* **EXCERPT TO READ**:
╭──
The upper surface of the disc is covered by many large dermal denticles with star-shaped bases, concentrated on the snout. This ray is brown to reddish brown above, darkening towards the tip of the tail, and white below, becoming slightly dusky at the fin margins and on the tail. The dorsal surface bears characteristic large white spots beside the eyes, around the disc center, and in a row on either side about two-thirds of the way to the pectoral fin tips. There is also a row of small white spots on either side of the tail base. One of the largest stingray species, the smalleye stingray can reach a disc width of 2.2 m and a total length of 3.2 m.

==Biology and ecology==
The disc shape of the smalleye stingray suggests that it may swim in a fashion unlike other stingrays and more akin to other rays with very broad pectoral fin discs (such as butterfly or manta rays), i.e., flapping its pectoral fins up and down rather than undulating the pectoral fin margins; this species would thus represent a case of convergent evolution with those ray families. Off Tofo, most individuals are accompanied by multiple cobia (Rachycentron canadum). A known parasite of this species is the tapeworm Oncomegoides celatus, which infests the spiral valve intestine. As with other stingrays, the smalleye stingray is aplacental viviparous with the developing embryos being sustained by yolk and later histotroph ("uterine milk") secreted by the mother. There is a record of a female gestating a single late-term fetus, which exhibited the same spotted color pattern as the adult. Newborn rays likely measure 31–33 cm across.
╰──
* **DATASET**:
╭──
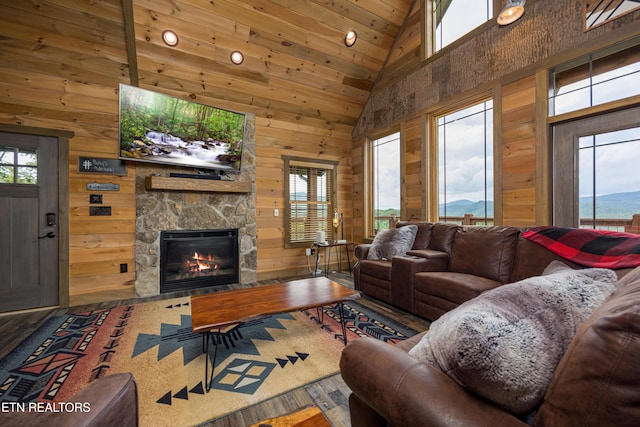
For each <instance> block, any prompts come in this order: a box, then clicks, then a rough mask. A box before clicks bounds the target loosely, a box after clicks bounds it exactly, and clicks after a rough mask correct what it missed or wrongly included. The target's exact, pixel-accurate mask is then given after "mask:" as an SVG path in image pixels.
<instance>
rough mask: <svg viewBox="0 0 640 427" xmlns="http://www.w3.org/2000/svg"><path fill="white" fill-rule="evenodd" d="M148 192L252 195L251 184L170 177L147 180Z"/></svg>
mask: <svg viewBox="0 0 640 427" xmlns="http://www.w3.org/2000/svg"><path fill="white" fill-rule="evenodd" d="M145 188H146V189H147V190H179V191H198V192H214V193H250V192H251V183H250V182H243V181H223V180H207V179H197V178H176V177H168V176H148V177H146V178H145Z"/></svg>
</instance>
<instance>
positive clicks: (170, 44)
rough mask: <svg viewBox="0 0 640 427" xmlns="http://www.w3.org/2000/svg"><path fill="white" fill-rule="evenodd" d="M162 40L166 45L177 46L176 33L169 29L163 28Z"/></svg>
mask: <svg viewBox="0 0 640 427" xmlns="http://www.w3.org/2000/svg"><path fill="white" fill-rule="evenodd" d="M162 41H164V42H165V43H166V44H167V45H168V46H171V47H173V46H177V45H178V35H177V34H176V33H174V32H173V31H171V30H164V31H163V32H162Z"/></svg>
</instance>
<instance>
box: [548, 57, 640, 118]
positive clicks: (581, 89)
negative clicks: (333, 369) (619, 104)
╰──
* **TASK SET**:
1/ In the stingray text, which tapeworm is named as a known parasite of this species?
2/ Put this sentence from the stingray text into Spanish: "There is also a row of small white spots on either side of the tail base."
The rows have nothing to do with the stingray text.

* **LIST OF ANSWERS**:
1/ Oncomegoides celatus

2/ También hay una hilera de pequeñas manchas blancas a cada lado de la base de la cola.